Data to process:
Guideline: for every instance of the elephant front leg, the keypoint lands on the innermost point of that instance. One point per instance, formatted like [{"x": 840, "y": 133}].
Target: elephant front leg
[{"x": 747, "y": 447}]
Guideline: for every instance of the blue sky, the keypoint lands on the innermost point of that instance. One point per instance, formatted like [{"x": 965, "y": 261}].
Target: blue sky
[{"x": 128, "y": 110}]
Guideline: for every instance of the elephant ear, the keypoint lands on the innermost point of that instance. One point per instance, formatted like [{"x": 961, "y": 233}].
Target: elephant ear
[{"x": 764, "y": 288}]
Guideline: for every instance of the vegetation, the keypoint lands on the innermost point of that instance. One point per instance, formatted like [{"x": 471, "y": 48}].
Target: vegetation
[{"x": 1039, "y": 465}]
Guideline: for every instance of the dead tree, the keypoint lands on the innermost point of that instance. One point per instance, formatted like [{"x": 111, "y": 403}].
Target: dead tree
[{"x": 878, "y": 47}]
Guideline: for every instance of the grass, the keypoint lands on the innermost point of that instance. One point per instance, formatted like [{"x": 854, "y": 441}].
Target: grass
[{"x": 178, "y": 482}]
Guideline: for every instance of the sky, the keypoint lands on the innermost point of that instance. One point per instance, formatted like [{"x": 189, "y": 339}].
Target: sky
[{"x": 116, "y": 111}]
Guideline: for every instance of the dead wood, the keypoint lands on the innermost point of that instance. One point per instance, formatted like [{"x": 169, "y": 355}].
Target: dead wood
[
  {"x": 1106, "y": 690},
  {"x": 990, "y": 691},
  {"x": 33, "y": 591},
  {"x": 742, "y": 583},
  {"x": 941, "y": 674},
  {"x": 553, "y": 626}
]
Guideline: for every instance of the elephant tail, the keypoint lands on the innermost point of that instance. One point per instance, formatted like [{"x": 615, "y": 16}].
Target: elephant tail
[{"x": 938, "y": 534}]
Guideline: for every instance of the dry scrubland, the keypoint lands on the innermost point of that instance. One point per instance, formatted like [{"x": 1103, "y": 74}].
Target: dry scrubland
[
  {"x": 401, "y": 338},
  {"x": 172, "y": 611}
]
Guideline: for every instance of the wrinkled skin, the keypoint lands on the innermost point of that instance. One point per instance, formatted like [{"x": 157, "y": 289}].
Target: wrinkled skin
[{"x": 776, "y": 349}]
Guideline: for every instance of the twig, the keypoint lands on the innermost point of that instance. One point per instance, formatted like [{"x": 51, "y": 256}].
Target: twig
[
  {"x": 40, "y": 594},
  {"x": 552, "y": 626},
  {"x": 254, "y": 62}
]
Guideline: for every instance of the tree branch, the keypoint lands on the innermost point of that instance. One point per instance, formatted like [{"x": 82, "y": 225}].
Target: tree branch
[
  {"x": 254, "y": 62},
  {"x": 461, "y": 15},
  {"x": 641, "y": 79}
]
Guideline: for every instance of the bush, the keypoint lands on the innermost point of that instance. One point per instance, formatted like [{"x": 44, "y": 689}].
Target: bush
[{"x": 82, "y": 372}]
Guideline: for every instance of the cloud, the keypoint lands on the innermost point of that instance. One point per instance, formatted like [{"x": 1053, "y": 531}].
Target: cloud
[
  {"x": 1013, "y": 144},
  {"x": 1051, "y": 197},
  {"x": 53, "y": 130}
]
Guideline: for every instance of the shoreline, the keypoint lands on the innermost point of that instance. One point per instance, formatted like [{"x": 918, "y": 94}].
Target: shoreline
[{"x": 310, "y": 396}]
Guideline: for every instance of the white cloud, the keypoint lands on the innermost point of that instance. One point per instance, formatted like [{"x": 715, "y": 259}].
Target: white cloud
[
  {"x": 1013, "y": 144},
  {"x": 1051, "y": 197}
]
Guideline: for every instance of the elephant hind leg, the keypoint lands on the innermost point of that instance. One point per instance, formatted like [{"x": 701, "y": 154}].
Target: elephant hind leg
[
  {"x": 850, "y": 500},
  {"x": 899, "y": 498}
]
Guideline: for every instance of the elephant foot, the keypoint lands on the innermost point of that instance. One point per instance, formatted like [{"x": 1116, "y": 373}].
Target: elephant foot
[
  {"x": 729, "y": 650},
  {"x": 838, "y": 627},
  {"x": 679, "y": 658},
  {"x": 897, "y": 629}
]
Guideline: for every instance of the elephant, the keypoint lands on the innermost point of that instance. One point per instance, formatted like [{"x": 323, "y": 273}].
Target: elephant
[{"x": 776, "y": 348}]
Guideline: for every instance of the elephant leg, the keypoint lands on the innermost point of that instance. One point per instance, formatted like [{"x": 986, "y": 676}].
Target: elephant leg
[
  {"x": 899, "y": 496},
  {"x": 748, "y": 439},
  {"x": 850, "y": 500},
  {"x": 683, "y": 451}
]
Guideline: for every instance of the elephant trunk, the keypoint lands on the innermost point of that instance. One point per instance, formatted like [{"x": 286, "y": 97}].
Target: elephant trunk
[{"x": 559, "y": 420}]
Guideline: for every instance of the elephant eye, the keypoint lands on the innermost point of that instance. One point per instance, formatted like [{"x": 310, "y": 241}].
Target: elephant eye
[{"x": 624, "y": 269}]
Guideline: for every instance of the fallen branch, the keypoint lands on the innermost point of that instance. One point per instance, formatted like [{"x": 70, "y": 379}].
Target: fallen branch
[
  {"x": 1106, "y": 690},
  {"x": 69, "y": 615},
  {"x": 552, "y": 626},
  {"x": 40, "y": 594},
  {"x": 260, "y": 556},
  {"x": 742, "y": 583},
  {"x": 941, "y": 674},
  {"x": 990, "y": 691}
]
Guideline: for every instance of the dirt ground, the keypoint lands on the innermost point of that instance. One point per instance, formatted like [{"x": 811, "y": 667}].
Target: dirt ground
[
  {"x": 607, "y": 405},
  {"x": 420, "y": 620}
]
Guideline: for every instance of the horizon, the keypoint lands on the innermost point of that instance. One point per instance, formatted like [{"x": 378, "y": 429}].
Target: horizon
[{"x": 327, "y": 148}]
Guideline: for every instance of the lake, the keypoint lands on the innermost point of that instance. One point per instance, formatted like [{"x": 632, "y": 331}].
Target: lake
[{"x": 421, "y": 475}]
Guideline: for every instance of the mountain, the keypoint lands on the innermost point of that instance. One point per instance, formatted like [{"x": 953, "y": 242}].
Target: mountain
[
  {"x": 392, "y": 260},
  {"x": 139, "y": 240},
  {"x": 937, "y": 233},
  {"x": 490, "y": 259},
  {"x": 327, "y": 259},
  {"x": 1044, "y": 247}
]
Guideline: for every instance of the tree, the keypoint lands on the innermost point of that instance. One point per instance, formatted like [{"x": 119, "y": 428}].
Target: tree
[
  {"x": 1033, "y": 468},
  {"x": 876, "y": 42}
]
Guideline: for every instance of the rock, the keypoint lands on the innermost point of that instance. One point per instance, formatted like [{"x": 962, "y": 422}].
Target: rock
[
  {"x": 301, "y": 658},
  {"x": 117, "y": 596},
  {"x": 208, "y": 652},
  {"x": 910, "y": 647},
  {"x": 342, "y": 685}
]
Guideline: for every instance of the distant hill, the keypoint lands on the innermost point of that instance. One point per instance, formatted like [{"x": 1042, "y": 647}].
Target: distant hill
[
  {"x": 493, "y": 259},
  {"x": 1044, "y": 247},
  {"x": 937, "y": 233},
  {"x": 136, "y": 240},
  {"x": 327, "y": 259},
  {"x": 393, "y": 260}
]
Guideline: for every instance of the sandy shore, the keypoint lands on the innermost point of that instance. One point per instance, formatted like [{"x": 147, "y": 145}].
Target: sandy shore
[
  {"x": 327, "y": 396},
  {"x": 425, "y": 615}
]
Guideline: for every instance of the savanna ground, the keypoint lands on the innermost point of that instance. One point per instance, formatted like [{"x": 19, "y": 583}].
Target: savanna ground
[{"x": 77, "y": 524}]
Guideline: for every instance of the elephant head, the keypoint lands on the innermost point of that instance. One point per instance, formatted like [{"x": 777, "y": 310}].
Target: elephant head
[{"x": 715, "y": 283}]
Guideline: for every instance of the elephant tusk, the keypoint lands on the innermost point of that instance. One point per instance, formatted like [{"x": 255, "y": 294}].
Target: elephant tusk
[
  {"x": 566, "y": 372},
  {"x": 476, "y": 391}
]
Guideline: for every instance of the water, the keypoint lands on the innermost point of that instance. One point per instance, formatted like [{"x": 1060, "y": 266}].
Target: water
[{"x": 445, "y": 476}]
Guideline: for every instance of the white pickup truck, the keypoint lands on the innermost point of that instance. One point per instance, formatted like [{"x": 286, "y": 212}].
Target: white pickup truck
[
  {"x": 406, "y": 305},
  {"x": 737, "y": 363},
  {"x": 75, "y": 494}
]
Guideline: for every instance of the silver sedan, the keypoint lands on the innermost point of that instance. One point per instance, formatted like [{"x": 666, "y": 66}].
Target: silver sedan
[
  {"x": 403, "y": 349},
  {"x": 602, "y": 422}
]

Try it:
Out of the data above, transcribe exactly and only the lines starting with the line that has "Target: dry scrubland" and going on through the line that has "Guideline: for every instance of the tree branch, the", both included.

Result of this task:
Target: dry scrubland
[
  {"x": 401, "y": 338},
  {"x": 172, "y": 611}
]
Guideline: for every instance of the wrinkled skin, the keypoint lands on the innermost point of that instance. One point per instance, formatted like [{"x": 157, "y": 289}].
Target: wrinkled skin
[{"x": 776, "y": 349}]
Guideline: for every instance of the twig, the keypoint lands on the innermost point of that instance. One point per instance, formatted like [{"x": 51, "y": 256}].
Target: twig
[
  {"x": 40, "y": 594},
  {"x": 552, "y": 626},
  {"x": 254, "y": 62}
]
Guideline: for every instance of the tree branch, the keypoint lands on the innermost point of that instance. One point per instance, formatted like [{"x": 82, "y": 225}].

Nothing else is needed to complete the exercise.